*** Opening Dataset records ***

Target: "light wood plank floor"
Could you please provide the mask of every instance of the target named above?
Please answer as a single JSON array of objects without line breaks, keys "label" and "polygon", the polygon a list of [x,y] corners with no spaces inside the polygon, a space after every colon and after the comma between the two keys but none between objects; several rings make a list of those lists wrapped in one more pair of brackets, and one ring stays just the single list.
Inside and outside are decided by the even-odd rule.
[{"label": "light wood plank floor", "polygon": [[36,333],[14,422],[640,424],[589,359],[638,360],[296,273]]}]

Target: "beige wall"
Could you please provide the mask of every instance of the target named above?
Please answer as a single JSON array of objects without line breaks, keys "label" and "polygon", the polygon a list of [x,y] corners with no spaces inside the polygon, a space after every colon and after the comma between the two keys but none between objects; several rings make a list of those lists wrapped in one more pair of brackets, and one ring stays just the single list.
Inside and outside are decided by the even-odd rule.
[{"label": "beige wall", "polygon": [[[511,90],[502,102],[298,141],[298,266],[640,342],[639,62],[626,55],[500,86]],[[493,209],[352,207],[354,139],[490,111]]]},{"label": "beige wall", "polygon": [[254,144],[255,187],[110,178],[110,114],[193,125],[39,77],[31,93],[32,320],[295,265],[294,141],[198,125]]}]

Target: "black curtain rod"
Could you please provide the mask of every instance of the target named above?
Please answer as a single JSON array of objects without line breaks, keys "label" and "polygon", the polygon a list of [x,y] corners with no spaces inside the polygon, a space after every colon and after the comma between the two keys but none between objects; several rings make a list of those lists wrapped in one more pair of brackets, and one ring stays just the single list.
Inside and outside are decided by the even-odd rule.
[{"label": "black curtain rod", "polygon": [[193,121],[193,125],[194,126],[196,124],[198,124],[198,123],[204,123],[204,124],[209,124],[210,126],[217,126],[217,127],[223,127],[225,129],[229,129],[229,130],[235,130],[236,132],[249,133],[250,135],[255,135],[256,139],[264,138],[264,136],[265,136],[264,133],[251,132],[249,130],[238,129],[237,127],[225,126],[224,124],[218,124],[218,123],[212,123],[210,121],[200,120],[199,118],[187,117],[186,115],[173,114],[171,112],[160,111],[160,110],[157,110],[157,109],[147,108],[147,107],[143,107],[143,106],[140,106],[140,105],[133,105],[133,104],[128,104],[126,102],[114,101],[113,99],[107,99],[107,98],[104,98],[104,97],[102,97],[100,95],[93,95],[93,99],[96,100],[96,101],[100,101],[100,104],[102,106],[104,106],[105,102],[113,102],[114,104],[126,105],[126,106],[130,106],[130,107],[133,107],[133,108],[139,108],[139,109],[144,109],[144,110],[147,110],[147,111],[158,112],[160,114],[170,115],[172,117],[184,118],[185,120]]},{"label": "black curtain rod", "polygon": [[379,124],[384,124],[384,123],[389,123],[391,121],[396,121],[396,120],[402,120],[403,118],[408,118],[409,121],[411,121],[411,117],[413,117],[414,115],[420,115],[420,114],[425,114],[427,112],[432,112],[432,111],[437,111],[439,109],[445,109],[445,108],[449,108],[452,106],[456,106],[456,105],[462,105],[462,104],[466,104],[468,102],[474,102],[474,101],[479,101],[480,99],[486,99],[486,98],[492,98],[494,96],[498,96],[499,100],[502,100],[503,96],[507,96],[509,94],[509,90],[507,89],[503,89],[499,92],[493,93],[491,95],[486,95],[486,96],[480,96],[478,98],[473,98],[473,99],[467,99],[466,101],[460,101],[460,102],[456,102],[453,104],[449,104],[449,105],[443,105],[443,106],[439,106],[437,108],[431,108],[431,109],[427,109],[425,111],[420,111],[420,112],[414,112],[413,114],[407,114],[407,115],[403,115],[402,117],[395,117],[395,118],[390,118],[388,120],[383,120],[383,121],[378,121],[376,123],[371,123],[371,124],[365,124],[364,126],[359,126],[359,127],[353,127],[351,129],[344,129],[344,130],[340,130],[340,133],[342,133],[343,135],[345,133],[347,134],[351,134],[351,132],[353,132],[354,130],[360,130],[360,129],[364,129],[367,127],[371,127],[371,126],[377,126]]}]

*** Closing Dataset records ***

## What the task asks
Make sure every record is repeated exactly.

## Exercise response
Target: "light wood plank floor"
Could you please provide the mask of every instance of the target named above?
Please answer as a single JSON array of objects without line breaks, keys "label" and "polygon", the polygon a list of [x,y] corners with no spaces inside the polygon, a space after every colon and after the comma between the two keys but none between objects; several rings make a list of those lists wrapped in one more pair of brackets, and one ring stays just the single list.
Inside and outside are decided by the even-odd rule.
[{"label": "light wood plank floor", "polygon": [[36,333],[14,422],[640,424],[589,359],[638,360],[296,273]]}]

Target: "beige wall"
Could you please provide the mask of every instance of the target named above?
Please answer as a single JSON array of objects without line breaks, keys "label" and "polygon", the polygon a list of [x,y] corners with no spaces inside the polygon, a space after every colon and after the comma between the two keys but none between objects; several rings make a list of those lists wrapped in one more pair of brackets, and one ring stays just the single list.
Inside and outside are decided by the even-odd rule.
[{"label": "beige wall", "polygon": [[[511,90],[502,102],[298,141],[298,266],[640,342],[639,62],[626,55],[500,86]],[[493,209],[352,207],[354,139],[490,111]]]},{"label": "beige wall", "polygon": [[254,144],[255,187],[110,178],[110,114],[193,125],[39,77],[31,93],[32,320],[295,265],[294,141],[198,125]]}]

Target: "black curtain rod"
Could you please provide the mask of every instance of the target named above?
Please answer as a single JSON array of objects without line breaks, keys "label" and "polygon", the polygon a list of [x,y] corners with no spaces inside the polygon, a space after every colon and after the comma between the two keys but none between objects; several rings make a list of those lists wrapped in one more pair of brackets, and one ring stays just the single list.
Inside and outside are decided by the even-odd rule.
[{"label": "black curtain rod", "polygon": [[193,121],[193,125],[194,126],[196,124],[198,124],[198,123],[204,123],[204,124],[209,124],[210,126],[217,126],[217,127],[223,127],[225,129],[229,129],[229,130],[235,130],[236,132],[249,133],[250,135],[255,135],[256,139],[264,138],[264,136],[265,136],[264,133],[251,132],[249,130],[238,129],[237,127],[225,126],[224,124],[218,124],[218,123],[212,123],[210,121],[200,120],[199,118],[187,117],[186,115],[173,114],[171,112],[160,111],[160,110],[157,110],[157,109],[147,108],[147,107],[143,107],[143,106],[140,106],[140,105],[133,105],[133,104],[128,104],[126,102],[114,101],[113,99],[107,99],[107,98],[104,98],[104,97],[102,97],[100,95],[93,95],[93,99],[96,100],[96,101],[100,101],[100,104],[102,106],[104,106],[105,102],[113,102],[114,104],[126,105],[126,106],[130,106],[130,107],[133,107],[133,108],[139,108],[139,109],[144,109],[144,110],[147,110],[147,111],[158,112],[160,114],[170,115],[172,117],[184,118],[185,120]]},{"label": "black curtain rod", "polygon": [[379,124],[384,124],[384,123],[389,123],[391,121],[396,121],[396,120],[402,120],[403,118],[408,118],[409,121],[411,121],[411,117],[413,117],[414,115],[420,115],[420,114],[425,114],[427,112],[432,112],[432,111],[437,111],[439,109],[445,109],[445,108],[449,108],[452,106],[456,106],[456,105],[462,105],[462,104],[466,104],[468,102],[474,102],[474,101],[479,101],[480,99],[486,99],[486,98],[492,98],[494,96],[498,96],[499,100],[502,100],[503,96],[507,96],[509,94],[509,90],[507,89],[503,89],[499,92],[493,93],[491,95],[486,95],[486,96],[480,96],[478,98],[473,98],[473,99],[467,99],[466,101],[460,101],[460,102],[456,102],[453,104],[449,104],[449,105],[443,105],[443,106],[439,106],[437,108],[431,108],[431,109],[427,109],[425,111],[420,111],[420,112],[414,112],[413,114],[407,114],[407,115],[403,115],[402,117],[395,117],[395,118],[390,118],[388,120],[383,120],[383,121],[378,121],[376,123],[371,123],[371,124],[365,124],[364,126],[359,126],[359,127],[353,127],[351,129],[344,129],[344,130],[340,130],[340,133],[342,133],[343,135],[345,133],[347,134],[351,134],[351,132],[353,132],[354,130],[360,130],[360,129],[364,129],[367,127],[371,127],[371,126],[377,126]]}]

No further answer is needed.